- **SOAL YANG DIBERIKAN A**
Tuliskan ulang tanpa perubahan bagian teks tentang jalur jalan Wonda di bawah ini, mulai dari "Oleh Kosmas Lawa" dan berakhir pada "dusun dan desa.".

- **KUTIPAN TEKS**
|---|
Kamis, 14 Februari 2019

Jalur Jalan Wonda Butuh "Sentuhan" Pemerintah

Oleh Kosmas Lawa Bagho

Happy Valentine Day
Judul tulisan di atas mungkin mengejutkan sebagian besar pembaca tulisan blog ini. Tulisan-tulisan dalam blog ini hanya bertutur tentang kiprah pemberdayaan masyarakat akar rumput melalui koperasi kredit. Saat ini, tiba-tiba "nyelonong" judul tulisan yang berkaitan dengan jalur jalan yang bukan ranah koperasi kredit, apalagi meminta 'sentuhan atau perhatian' pemerintah. Namun ini merupakan kisah perjalanan serta perjuangan seorang aktivis pemberdayaan yang senantiasa berhubungan saban waktu dengan masyarakat tingkat kampung, dusun dan desa.



Judul tulisan di atas tidak ada pretensi apa pun apalagi berlandaskan politik praktis. Judul di atas merupakan ungkapan spontan ketika mengalami langsung sebuah perjalanan kegiatan koperasi kredit dalam rangka melakukan audit atau pemeriksaan menyangkut aspek hukum, organisasi, keuangan, permodalan dan manajemen Koperasi Kredit Tukesani, Aebara, Wonda.
|---|
- **CUPLIKAN DATA**

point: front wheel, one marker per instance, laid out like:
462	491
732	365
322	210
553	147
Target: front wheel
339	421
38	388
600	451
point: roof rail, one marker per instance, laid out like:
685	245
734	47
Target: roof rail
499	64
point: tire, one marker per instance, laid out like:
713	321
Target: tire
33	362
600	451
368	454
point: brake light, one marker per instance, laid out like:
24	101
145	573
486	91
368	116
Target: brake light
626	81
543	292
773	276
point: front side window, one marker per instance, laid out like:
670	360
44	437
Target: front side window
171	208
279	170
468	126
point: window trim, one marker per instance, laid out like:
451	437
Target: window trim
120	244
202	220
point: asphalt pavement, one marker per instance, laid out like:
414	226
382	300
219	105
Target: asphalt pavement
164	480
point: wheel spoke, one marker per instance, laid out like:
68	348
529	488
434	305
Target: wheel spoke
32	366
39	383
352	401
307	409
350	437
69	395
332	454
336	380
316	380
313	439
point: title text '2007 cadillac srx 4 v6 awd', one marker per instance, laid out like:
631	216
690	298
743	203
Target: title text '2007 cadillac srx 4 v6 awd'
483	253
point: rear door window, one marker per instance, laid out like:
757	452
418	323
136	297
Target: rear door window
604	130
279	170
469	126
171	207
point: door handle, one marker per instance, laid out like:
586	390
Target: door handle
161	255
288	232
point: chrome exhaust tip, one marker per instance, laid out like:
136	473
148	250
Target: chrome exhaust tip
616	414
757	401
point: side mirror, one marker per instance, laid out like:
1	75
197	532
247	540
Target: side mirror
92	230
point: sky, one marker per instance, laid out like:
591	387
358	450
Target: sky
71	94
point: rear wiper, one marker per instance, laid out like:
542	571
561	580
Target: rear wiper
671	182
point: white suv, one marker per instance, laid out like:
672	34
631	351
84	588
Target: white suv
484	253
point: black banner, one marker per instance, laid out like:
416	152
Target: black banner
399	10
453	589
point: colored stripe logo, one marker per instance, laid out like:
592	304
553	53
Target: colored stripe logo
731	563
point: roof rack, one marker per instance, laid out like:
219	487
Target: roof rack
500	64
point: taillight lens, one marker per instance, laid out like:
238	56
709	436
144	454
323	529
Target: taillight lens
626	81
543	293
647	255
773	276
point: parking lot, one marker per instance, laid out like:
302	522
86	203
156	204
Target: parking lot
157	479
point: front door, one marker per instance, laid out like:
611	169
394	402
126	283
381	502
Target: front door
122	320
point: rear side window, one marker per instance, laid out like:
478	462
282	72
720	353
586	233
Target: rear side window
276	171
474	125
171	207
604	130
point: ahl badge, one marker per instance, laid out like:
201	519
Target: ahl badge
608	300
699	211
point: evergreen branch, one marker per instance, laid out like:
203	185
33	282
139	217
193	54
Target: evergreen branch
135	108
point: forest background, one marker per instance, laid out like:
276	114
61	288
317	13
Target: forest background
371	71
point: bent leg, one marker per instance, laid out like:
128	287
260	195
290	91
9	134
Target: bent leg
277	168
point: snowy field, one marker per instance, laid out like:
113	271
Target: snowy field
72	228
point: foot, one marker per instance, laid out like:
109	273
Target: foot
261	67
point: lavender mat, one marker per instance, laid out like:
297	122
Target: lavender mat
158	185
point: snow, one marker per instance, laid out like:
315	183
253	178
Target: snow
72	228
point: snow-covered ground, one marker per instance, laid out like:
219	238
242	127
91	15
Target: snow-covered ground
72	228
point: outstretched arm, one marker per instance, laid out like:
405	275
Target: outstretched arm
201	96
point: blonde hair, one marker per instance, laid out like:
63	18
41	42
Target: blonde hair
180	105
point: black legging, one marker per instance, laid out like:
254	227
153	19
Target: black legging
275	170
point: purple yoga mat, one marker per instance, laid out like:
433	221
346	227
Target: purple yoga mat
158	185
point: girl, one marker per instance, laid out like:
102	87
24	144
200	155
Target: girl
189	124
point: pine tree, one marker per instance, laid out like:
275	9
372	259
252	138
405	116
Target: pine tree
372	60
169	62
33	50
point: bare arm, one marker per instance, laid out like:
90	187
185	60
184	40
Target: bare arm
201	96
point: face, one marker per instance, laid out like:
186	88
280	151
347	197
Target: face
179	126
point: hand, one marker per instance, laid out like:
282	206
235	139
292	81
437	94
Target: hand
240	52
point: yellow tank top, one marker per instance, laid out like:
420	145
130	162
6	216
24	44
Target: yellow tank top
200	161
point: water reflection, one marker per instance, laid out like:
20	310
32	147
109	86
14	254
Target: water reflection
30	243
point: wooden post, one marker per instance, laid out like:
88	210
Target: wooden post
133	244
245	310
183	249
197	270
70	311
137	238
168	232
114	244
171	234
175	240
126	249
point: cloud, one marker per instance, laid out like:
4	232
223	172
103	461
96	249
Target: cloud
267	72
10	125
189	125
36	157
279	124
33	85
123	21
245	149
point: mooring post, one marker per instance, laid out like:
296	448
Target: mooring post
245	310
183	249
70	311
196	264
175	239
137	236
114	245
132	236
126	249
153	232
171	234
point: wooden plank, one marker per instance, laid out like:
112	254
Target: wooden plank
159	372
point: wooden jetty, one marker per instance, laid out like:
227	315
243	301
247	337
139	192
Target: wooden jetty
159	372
|---|
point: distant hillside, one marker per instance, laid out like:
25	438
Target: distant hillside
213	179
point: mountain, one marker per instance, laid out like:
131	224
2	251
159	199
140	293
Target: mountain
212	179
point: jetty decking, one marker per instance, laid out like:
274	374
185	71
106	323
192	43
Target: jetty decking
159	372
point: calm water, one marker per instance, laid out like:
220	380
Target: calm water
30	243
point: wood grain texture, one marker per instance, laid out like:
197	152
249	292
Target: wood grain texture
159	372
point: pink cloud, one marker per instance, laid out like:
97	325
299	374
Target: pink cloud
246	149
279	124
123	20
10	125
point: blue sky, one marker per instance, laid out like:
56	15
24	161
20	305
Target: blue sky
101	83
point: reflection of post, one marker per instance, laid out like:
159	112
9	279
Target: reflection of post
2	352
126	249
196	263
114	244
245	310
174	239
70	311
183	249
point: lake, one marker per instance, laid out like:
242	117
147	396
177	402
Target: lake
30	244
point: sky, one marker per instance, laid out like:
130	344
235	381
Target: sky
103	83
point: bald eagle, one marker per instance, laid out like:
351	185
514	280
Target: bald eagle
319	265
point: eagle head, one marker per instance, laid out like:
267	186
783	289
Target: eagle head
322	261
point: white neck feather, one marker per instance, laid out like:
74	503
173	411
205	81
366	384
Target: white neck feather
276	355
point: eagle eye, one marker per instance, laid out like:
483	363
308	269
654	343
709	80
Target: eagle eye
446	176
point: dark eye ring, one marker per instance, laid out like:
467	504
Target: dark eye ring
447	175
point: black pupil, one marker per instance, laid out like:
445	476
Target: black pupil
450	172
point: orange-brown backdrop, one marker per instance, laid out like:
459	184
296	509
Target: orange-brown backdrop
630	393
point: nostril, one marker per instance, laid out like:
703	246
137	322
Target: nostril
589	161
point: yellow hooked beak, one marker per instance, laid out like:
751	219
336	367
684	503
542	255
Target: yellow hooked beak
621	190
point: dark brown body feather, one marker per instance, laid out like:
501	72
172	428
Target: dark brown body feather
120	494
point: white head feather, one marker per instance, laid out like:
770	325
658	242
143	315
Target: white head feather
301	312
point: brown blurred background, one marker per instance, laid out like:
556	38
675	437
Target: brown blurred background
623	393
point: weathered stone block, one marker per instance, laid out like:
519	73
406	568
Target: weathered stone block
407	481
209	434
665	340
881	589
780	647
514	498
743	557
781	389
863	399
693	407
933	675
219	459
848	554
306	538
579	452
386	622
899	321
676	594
|---|
- **SOAL YANG DIBERIKAN B**
Hitung jumlah baris data di atas yang memuat kata "taillight", dengan huruf besar dan kecil dibedakan. Jawab hanya dengan angkanya.

- **HASIL YANG BENAR A**
Oleh Kosmas Lawa Bagho

Happy Valentine Day
Judul tulisan di atas mungkin mengejutkan sebagian besar pembaca tulisan blog ini. Tulisan-tulisan dalam blog ini hanya bertutur tentang kiprah pemberdayaan masyarakat akar rumput melalui koperasi kredit. Saat ini, tiba-tiba "nyelonong" judul tulisan yang berkaitan dengan jalur jalan yang bukan ranah koperasi kredit, apalagi meminta 'sentuhan atau perhatian' pemerintah. Namun ini merupakan kisah perjalanan serta perjuangan seorang aktivis pemberdayaan yang senantiasa berhubungan saban waktu dengan masyarakat tingkat kampung, dusun dan desa.

- **HASIL YANG BENAR B**
2